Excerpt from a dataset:
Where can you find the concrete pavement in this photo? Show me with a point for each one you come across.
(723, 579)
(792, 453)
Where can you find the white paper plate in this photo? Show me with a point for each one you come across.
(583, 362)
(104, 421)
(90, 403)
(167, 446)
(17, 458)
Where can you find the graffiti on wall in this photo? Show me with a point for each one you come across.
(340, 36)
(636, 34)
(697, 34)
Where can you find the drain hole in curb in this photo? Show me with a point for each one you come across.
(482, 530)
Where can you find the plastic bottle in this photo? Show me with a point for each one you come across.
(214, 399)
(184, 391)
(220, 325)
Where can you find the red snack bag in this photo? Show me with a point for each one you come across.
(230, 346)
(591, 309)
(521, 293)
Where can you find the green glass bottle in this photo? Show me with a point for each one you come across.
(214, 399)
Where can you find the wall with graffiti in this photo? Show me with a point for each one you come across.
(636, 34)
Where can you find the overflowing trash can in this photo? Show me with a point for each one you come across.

__Work to complete__: Can you reproduce every line of the data above, with each coordinate value increased by -47 and everything else left unchanged?

__Completed task__:
Where can you find the concrete pavement in this photo? Show me with a point for each one you come across.
(676, 532)
(745, 406)
Where can you find the white paper plate in this photo? Show me with a point for each one you come across.
(536, 315)
(57, 374)
(43, 356)
(120, 399)
(-30, 411)
Where can you find the graffiti on wall in this photo? Show me with a point for each one you come across.
(293, -11)
(589, -13)
(650, -13)
Where can you find the drain hole in curb in this photo? Show me with a point for each one you come across.
(435, 483)
Where can you find the plastic bottle in this photo? Show me with a point for each one you come across.
(167, 352)
(137, 344)
(173, 278)
Where can you find the red snack bag in this photo? Show me with a point for each one you come across.
(183, 299)
(544, 262)
(474, 246)
Where can you find the green glass bottle in this photo? Show me with a point for each one you come across.
(167, 352)
Where can you find the wall with graffiti in this photo? Show me with a point for each one you come across.
(589, -13)
Where can you find the overflowing trash can in this photo? Show me with a point for each one you come across.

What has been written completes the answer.